Are your files SM? M? XL? the procedural XL solution

I presented this challenge at work as a beat-the-winter-blahs activity.

But then I felt I couldn't present a merely operative solution. As the local Perl geek, I felt required to demonstrate that Perl could do clean, well written solutions, not just line noise. I wanted a balance between advanced Perl features and easy comprehension. On the Unix command line, I prefer piping commands together, rather than using a bunch of intermediate files. Similarly in Perl I advocate using map{} and grep{}, and feeding the output of one function into the input of another. I consider those standard idioms any programmer needs to learn.

On the other hand, there were a couple of situations where exceptions and oddities in the code made me uncomfortable. Pulling things into subroutines such as calc_field_width() simplified things and made the code clearer, I think. I guess the lesson of that is that short subroutines are better. I knew that!

I'm open to suggestions for alternative ways of doing things, if you have better ideas.

The program goes through the file hierarchy, storing data in a data structure , %stats.

0 HASH(0x1009a1000)
3 => HASH(0x1009d0c90)
'N' => 32
'sum' => 16995
4 => HASH(0x1009d0e40)
'N' => 17
'sum' => 57691
5 => HASH(0x1009d0ea0)
'N' => 3
'sum' => 35747

The '3', '4', '5 refer to the number of digits in the file size, i.e., '3' refers to file sizes in the range 100-999. 'N' is the number of files in this size range,'sum' is the sum of all the actual file sizes for the range.

※

§ EXERCISE DETAILS:
In the Perl file-size post above, transcribe the passage that begins with the words containing "I'm open to" and ends with "5 => HASH(0x1009d0ea0)".

Extracted data entries
※

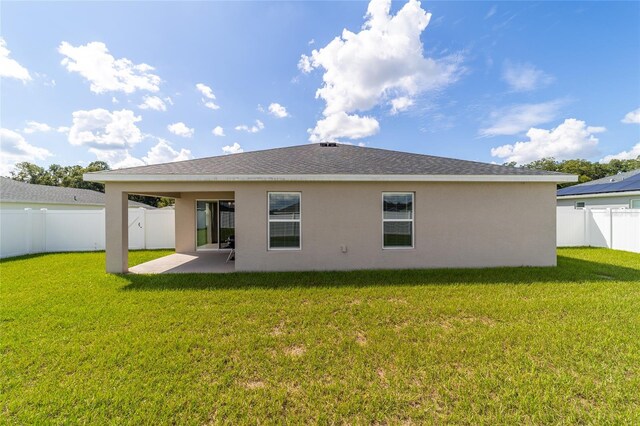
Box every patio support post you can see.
[105,183,129,274]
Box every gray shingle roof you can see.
[558,169,640,196]
[0,177,153,208]
[90,144,564,176]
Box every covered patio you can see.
[129,250,235,274]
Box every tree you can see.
[11,161,173,207]
[520,156,640,188]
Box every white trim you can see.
[82,172,578,183]
[194,198,236,252]
[381,191,416,250]
[556,191,640,200]
[267,191,302,251]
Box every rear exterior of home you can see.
[85,144,576,273]
[557,169,640,209]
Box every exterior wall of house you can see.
[236,182,556,271]
[175,191,235,253]
[558,195,640,209]
[102,181,556,271]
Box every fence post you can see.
[139,207,147,250]
[40,209,49,253]
[583,207,591,247]
[607,208,613,249]
[24,207,33,254]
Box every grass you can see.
[0,248,640,424]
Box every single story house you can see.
[557,169,640,209]
[0,177,154,210]
[84,143,577,273]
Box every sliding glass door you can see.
[196,200,235,250]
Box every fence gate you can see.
[129,208,146,250]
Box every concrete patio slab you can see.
[129,250,236,274]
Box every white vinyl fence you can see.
[0,208,175,258]
[556,207,640,253]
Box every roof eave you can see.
[83,172,578,183]
[556,190,640,200]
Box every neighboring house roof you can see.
[84,143,576,182]
[557,169,640,197]
[0,177,153,209]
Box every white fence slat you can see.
[556,207,640,253]
[0,208,175,258]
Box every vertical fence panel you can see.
[145,209,175,249]
[611,209,640,253]
[0,210,30,257]
[587,209,611,247]
[127,209,145,250]
[556,207,587,247]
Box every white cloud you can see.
[58,41,161,93]
[196,83,216,99]
[298,0,461,140]
[167,121,195,138]
[480,100,564,136]
[22,120,69,134]
[211,126,224,136]
[89,138,193,169]
[0,37,31,83]
[235,120,264,133]
[622,108,640,124]
[69,108,143,150]
[22,121,54,134]
[502,61,554,92]
[196,83,220,111]
[138,96,167,111]
[269,102,289,118]
[202,99,220,111]
[308,112,380,142]
[89,148,145,169]
[142,139,193,164]
[600,142,640,163]
[491,118,606,164]
[0,128,53,176]
[391,96,413,115]
[222,142,244,154]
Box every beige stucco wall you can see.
[107,182,556,271]
[236,183,556,271]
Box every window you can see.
[268,192,301,250]
[382,192,413,248]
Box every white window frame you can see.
[380,191,416,250]
[267,191,302,251]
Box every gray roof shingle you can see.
[0,177,153,208]
[89,144,566,176]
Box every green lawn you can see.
[0,249,640,424]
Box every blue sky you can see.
[0,0,640,175]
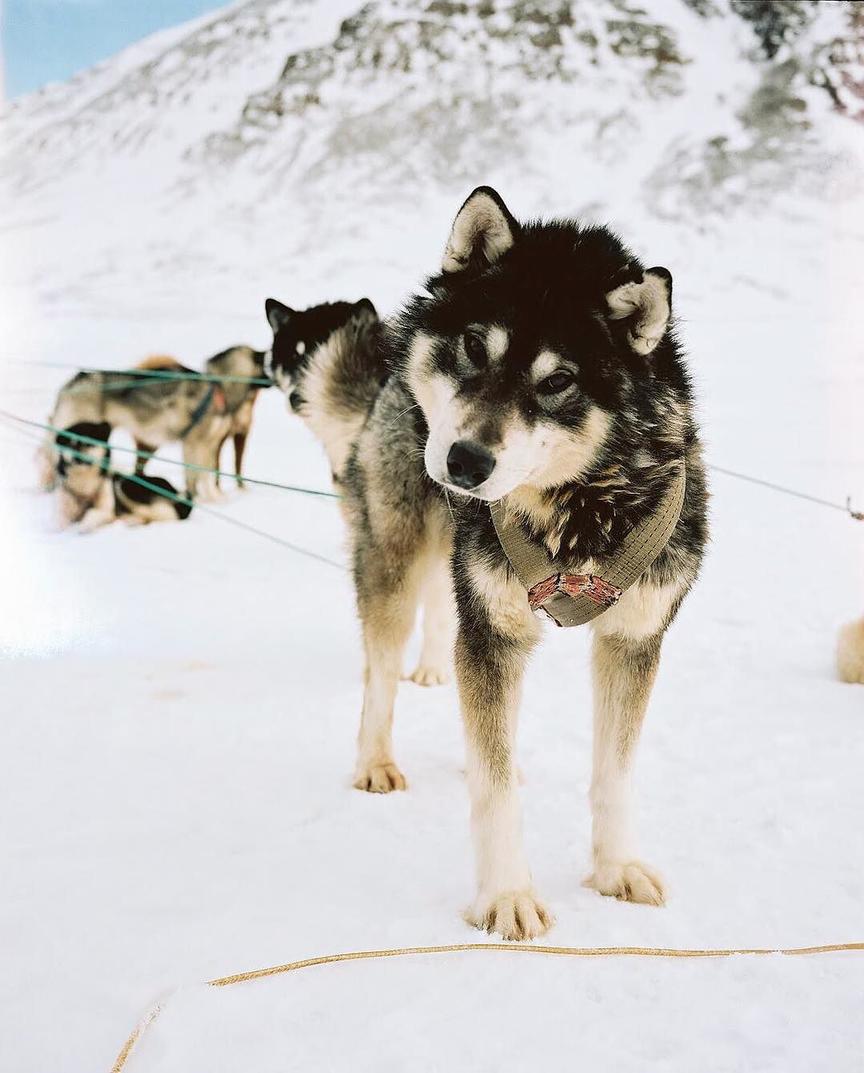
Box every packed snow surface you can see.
[0,0,864,1073]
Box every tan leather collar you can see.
[489,458,687,626]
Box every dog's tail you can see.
[300,298,387,477]
[837,618,864,686]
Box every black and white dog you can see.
[274,187,707,939]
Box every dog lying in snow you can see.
[267,187,707,939]
[40,347,268,500]
[55,422,192,533]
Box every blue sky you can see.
[0,0,222,97]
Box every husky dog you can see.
[306,187,707,939]
[264,298,387,485]
[55,422,192,532]
[43,347,268,499]
[265,298,454,686]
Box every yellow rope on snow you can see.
[111,942,864,1073]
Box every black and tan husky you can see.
[39,347,269,500]
[266,187,707,939]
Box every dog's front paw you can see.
[354,761,408,794]
[406,663,449,686]
[584,861,665,906]
[465,891,555,942]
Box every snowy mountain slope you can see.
[0,0,864,1073]
[0,0,864,321]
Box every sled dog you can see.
[283,187,707,939]
[55,422,192,532]
[42,347,268,499]
[265,298,453,686]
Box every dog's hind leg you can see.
[455,561,552,939]
[234,432,247,488]
[585,630,664,906]
[135,439,156,476]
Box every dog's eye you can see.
[463,332,486,369]
[537,369,576,395]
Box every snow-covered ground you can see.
[0,0,864,1073]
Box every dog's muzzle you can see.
[446,440,495,489]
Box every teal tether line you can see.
[32,433,346,570]
[0,410,341,499]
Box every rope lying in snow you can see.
[111,942,864,1073]
[0,410,341,499]
[707,466,864,521]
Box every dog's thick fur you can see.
[265,298,453,682]
[265,298,387,486]
[41,347,267,499]
[55,422,192,533]
[276,188,707,939]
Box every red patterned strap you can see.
[528,574,623,611]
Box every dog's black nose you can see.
[446,440,495,488]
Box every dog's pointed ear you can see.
[606,265,672,355]
[264,298,294,335]
[351,298,378,324]
[441,187,519,273]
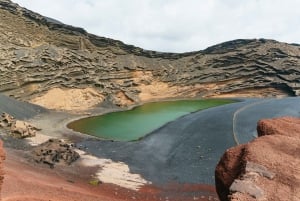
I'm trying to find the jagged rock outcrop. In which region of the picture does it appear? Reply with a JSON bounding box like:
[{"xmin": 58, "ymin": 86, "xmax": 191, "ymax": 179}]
[
  {"xmin": 0, "ymin": 113, "xmax": 39, "ymax": 138},
  {"xmin": 32, "ymin": 139, "xmax": 80, "ymax": 168},
  {"xmin": 215, "ymin": 117, "xmax": 300, "ymax": 201},
  {"xmin": 0, "ymin": 0, "xmax": 300, "ymax": 110}
]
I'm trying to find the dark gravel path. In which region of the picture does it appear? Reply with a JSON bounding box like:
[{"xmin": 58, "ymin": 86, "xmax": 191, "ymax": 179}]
[{"xmin": 78, "ymin": 98, "xmax": 300, "ymax": 184}]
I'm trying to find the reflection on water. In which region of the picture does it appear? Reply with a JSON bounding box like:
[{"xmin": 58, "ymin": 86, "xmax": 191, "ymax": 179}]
[{"xmin": 68, "ymin": 99, "xmax": 233, "ymax": 141}]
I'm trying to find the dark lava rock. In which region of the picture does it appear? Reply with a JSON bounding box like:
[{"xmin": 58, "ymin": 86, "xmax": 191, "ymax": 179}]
[{"xmin": 32, "ymin": 139, "xmax": 80, "ymax": 168}]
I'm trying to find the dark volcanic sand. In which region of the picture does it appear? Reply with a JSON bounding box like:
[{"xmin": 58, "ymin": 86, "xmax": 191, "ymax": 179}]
[
  {"xmin": 0, "ymin": 94, "xmax": 300, "ymax": 200},
  {"xmin": 77, "ymin": 97, "xmax": 300, "ymax": 185}
]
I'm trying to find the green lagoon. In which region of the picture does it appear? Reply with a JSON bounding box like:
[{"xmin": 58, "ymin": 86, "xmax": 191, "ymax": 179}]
[{"xmin": 68, "ymin": 99, "xmax": 234, "ymax": 141}]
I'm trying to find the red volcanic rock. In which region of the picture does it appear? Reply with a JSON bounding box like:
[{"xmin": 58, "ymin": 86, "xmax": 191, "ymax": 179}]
[
  {"xmin": 215, "ymin": 117, "xmax": 300, "ymax": 201},
  {"xmin": 0, "ymin": 140, "xmax": 5, "ymax": 200},
  {"xmin": 257, "ymin": 117, "xmax": 300, "ymax": 138}
]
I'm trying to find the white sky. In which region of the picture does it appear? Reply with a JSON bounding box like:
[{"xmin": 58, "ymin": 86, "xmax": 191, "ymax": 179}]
[{"xmin": 13, "ymin": 0, "xmax": 300, "ymax": 52}]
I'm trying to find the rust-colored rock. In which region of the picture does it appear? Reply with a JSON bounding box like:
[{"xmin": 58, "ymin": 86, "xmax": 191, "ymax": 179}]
[
  {"xmin": 257, "ymin": 117, "xmax": 300, "ymax": 138},
  {"xmin": 216, "ymin": 117, "xmax": 300, "ymax": 201},
  {"xmin": 0, "ymin": 140, "xmax": 5, "ymax": 200}
]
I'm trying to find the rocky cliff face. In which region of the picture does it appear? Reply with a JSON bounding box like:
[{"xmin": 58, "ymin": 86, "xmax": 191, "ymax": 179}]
[
  {"xmin": 0, "ymin": 140, "xmax": 5, "ymax": 200},
  {"xmin": 216, "ymin": 117, "xmax": 300, "ymax": 201},
  {"xmin": 0, "ymin": 0, "xmax": 300, "ymax": 110}
]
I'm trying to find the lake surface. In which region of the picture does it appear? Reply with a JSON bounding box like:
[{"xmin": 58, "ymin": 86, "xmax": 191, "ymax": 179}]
[{"xmin": 68, "ymin": 99, "xmax": 234, "ymax": 141}]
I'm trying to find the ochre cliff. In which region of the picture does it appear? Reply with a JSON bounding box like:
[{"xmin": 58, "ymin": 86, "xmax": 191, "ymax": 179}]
[
  {"xmin": 0, "ymin": 0, "xmax": 300, "ymax": 108},
  {"xmin": 215, "ymin": 117, "xmax": 300, "ymax": 201}
]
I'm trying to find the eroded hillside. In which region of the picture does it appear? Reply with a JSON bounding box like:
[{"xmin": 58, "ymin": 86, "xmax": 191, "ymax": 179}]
[{"xmin": 0, "ymin": 0, "xmax": 300, "ymax": 109}]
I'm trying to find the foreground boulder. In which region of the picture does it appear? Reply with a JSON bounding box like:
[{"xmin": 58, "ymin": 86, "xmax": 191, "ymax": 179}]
[
  {"xmin": 32, "ymin": 139, "xmax": 79, "ymax": 168},
  {"xmin": 215, "ymin": 117, "xmax": 300, "ymax": 201}
]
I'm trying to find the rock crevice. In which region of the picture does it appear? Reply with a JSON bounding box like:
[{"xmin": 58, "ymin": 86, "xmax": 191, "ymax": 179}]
[{"xmin": 215, "ymin": 117, "xmax": 300, "ymax": 201}]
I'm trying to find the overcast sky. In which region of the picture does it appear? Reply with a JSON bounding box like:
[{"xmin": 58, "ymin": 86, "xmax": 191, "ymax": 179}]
[{"xmin": 13, "ymin": 0, "xmax": 300, "ymax": 52}]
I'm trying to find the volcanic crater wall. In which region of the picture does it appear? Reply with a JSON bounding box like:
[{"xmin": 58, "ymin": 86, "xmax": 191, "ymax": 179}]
[{"xmin": 0, "ymin": 0, "xmax": 300, "ymax": 108}]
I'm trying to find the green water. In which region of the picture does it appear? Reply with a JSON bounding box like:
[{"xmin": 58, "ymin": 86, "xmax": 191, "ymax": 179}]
[{"xmin": 68, "ymin": 99, "xmax": 233, "ymax": 141}]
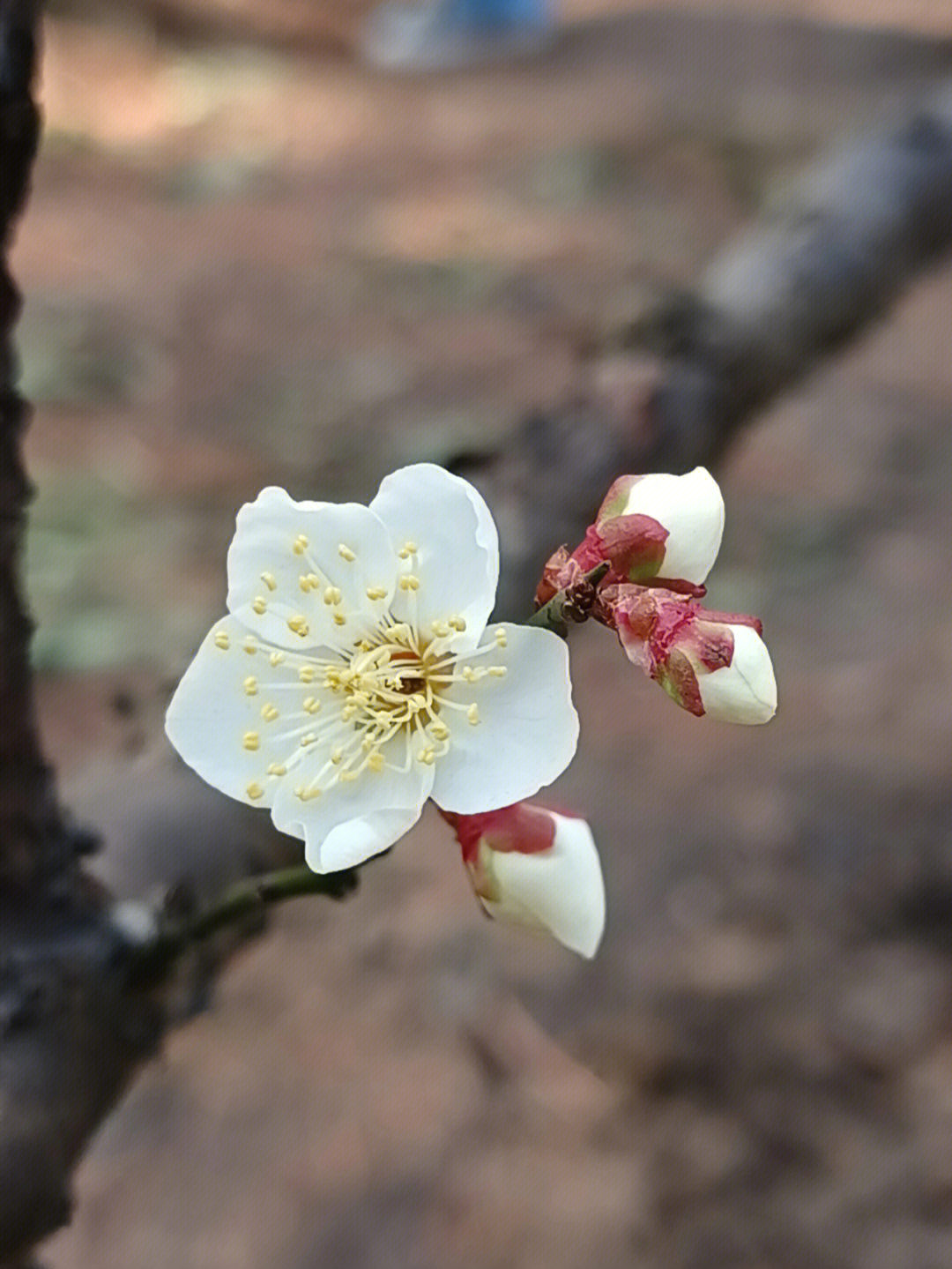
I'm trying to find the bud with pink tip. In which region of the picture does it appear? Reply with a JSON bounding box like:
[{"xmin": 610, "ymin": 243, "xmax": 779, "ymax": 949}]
[
  {"xmin": 593, "ymin": 467, "xmax": 724, "ymax": 583},
  {"xmin": 443, "ymin": 802, "xmax": 605, "ymax": 958},
  {"xmin": 599, "ymin": 585, "xmax": 777, "ymax": 723}
]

※

§ FINISHED ANSWER:
I'm open to suggestions for alternative ways of doing things, if you have better ideas.

The program goes through the file hierarchy, storing data in a data structure , %stats.

0 HASH(0x1009a1000)
3 => HASH(0x1009d0c90)
'N' => 32
'sum' => 16995
4 => HASH(0x1009d0e40)
'N' => 17
'sum' => 57691
5 => HASH(0x1009d0ea0)